Problem details
Reproduce the following listing line for line, keeping every character unchanged.
------------------------------
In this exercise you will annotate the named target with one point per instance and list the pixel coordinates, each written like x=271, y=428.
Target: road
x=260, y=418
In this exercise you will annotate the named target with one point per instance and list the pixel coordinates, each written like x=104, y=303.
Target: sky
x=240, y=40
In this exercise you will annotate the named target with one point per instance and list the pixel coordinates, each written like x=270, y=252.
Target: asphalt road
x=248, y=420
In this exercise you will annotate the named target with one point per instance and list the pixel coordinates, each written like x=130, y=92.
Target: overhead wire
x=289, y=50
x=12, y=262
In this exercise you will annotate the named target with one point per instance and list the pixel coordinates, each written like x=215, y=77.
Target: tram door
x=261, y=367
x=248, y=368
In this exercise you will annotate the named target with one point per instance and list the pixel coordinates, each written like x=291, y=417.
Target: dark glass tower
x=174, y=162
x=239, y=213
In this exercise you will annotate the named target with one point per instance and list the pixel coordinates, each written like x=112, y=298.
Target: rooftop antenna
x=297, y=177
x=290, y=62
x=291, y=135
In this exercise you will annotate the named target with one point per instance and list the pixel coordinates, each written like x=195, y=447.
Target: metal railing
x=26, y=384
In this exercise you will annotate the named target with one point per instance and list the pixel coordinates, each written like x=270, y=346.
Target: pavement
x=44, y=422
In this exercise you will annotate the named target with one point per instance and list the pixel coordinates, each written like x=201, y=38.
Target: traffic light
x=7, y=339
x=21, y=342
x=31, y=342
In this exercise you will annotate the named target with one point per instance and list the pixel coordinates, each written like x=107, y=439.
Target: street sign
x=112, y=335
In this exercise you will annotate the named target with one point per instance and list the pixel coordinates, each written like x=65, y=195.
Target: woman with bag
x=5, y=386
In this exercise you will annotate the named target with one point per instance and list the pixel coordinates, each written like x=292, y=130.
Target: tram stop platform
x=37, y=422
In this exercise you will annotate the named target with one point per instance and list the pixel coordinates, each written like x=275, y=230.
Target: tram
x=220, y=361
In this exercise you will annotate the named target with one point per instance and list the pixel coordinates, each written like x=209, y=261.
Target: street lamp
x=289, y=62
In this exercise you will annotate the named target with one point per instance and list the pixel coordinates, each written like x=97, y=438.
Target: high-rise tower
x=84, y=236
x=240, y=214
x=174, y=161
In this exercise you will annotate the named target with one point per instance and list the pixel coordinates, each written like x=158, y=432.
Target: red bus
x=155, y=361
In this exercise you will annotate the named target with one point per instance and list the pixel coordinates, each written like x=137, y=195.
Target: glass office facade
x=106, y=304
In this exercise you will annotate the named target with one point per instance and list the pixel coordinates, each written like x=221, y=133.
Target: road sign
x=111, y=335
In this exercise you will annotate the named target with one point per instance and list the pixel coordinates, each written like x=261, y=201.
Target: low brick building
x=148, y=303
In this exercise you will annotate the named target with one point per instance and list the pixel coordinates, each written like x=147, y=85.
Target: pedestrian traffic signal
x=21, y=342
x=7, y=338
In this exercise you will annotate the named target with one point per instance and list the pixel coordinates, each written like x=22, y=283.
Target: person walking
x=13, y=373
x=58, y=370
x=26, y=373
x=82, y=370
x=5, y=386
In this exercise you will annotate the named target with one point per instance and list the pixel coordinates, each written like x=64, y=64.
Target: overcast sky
------------------------------
Solution for this task
In this exercise you will annotate the named target with one point per instance and list the pixel coordinates, each written like x=271, y=428.
Target: road
x=260, y=418
In this exercise you will annotate the named target with one point per instance and list the pixel coordinates, each written like x=104, y=303.
Target: sky
x=240, y=40
In this exercise you will annotate the named target with one point per instance and list the pixel coordinates, each written like x=270, y=252.
Target: asphalt road
x=248, y=420
In this exercise you will annotate the named target with one point per instance and list the pixel coordinates, each written like x=130, y=92.
Target: overhead wire
x=289, y=50
x=12, y=262
In this exercise you will annotate the named target with one point per instance and list the pixel coordinates, each written like x=215, y=77.
Target: tram door
x=261, y=367
x=248, y=368
In this exercise you will annotate the named target with one point per instance and list the pixel coordinates, each written like x=291, y=417.
Target: dark glass tower
x=174, y=162
x=239, y=213
In this exercise you will annotate the named target with one point per instance and list the pixel coordinates, each written like x=112, y=298.
Target: rooftop antenna
x=297, y=177
x=290, y=62
x=291, y=135
In this exercise you will annotate the named target with one point per instance and list the pixel coordinates, each written like x=195, y=447.
Target: metal railing
x=26, y=384
In this exercise you will annotate the named target with one point per instance and list the pixel coordinates, each written like x=270, y=346.
Target: pavement
x=44, y=422
In this exercise you will annotate the named target with one point per instance and list the pixel coordinates, each written like x=201, y=38.
Target: traffic light
x=7, y=339
x=21, y=342
x=31, y=342
In this exercise you will annotate the named target with one point per instance and list the pixel coordinates, each written like x=107, y=439.
Target: street sign
x=112, y=335
In this exercise you will annotate the named target with one point per instance and list the pixel coordinates, each written like x=65, y=195.
Target: woman with bag
x=5, y=386
In this exercise you will annotate the named target with one point per instance and list the pixel coordinates, each written like x=292, y=130.
Target: tram stop platform
x=37, y=422
In this exercise you will annotate the named target with one point per instance and list the pixel coordinates, each written like x=275, y=230.
Target: tram
x=220, y=361
In this exercise you will annotate the named target with one point per instance and list the pixel coordinates, each written like x=209, y=261.
Target: street lamp
x=289, y=62
In this exercise you will annotate the named target with one point per instance and list the pixel coordinates, each written like x=97, y=438.
Target: high-rise tower
x=84, y=236
x=240, y=214
x=174, y=161
In this exercise you will annotate the named target with one point per instance and list the pixel coordinates, each written like x=158, y=432.
Target: red bus
x=155, y=361
In this exercise you will annotate the named target with one point per instance and list the pixel coordinates, each written like x=137, y=195.
Target: glass office facade
x=106, y=304
In this exercise you will annotate the named target with one point per instance and list the pixel coordinates, each written like x=221, y=133.
Target: road sign
x=111, y=335
In this exercise you will annotate the named target with one point per instance and list the pixel coordinates, each written like x=261, y=201.
Target: low brick building
x=148, y=303
In this exercise you will annotate the named target with one point per instance and list the pixel coordinates, each written like x=147, y=85.
Target: pedestrian traffic signal
x=21, y=342
x=7, y=338
In this exercise you will annotate the named target with one point per instance and list the pixel coordinates, each written like x=22, y=283.
Target: person walking
x=13, y=373
x=58, y=370
x=26, y=373
x=82, y=370
x=5, y=386
In this exercise you will annotate the named target with one point per instance and list the pixel coordinates, each written like x=64, y=64.
Target: overcast sky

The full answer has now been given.